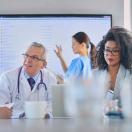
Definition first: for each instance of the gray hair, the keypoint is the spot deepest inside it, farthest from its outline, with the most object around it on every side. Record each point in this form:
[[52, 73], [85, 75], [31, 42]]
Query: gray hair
[[39, 45]]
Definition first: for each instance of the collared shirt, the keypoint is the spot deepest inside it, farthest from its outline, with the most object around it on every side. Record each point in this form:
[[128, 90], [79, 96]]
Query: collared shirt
[[34, 77]]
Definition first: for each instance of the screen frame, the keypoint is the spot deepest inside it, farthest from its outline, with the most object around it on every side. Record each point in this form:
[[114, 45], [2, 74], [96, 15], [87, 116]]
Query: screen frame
[[59, 15]]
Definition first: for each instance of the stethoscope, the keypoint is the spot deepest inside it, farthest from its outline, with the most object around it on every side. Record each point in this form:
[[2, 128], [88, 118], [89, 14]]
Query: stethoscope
[[40, 84]]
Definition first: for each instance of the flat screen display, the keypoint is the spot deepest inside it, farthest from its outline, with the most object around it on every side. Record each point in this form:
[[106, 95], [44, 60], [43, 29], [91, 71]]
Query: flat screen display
[[17, 32]]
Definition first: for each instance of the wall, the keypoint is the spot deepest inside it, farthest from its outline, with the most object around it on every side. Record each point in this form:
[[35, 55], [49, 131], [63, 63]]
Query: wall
[[114, 7]]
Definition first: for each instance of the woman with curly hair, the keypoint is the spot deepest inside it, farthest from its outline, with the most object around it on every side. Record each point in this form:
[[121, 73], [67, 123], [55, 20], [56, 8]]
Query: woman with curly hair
[[115, 57]]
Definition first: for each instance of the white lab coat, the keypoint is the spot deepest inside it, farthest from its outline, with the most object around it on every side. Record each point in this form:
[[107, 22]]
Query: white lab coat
[[9, 90]]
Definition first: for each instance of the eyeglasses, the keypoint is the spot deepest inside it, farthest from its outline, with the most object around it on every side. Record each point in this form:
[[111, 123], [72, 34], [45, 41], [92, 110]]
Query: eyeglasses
[[114, 52], [35, 58]]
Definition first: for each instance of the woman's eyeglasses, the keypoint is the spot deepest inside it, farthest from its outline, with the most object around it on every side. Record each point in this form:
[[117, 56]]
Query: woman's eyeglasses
[[35, 58], [114, 52]]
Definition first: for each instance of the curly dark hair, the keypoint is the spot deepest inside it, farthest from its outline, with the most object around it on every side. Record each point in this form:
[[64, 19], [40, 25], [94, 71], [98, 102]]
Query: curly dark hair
[[123, 39]]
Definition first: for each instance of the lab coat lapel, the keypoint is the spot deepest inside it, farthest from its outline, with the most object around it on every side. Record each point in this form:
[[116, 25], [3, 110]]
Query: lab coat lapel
[[24, 86], [36, 84]]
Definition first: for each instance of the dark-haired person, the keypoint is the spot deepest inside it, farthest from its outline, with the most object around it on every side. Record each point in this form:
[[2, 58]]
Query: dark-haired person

--

• Istruzioni di lavoro:
Modifica le righe che vanno da quella che contiene "Definition first: for each instance of the dark-haired" fino alla fine del materiale, entrambe incluse, sostituendo "dark-haired person" con "curly-haired person" senza cambiare nient'altro. Riporta soltanto queste righe.

• Soluzione:
Definition first: for each instance of the curly-haired person, the keypoint is the spot deepest inside it, farthest from its outline, with the most object around it on every side. Record each point in this form:
[[2, 58]]
Query: curly-haired person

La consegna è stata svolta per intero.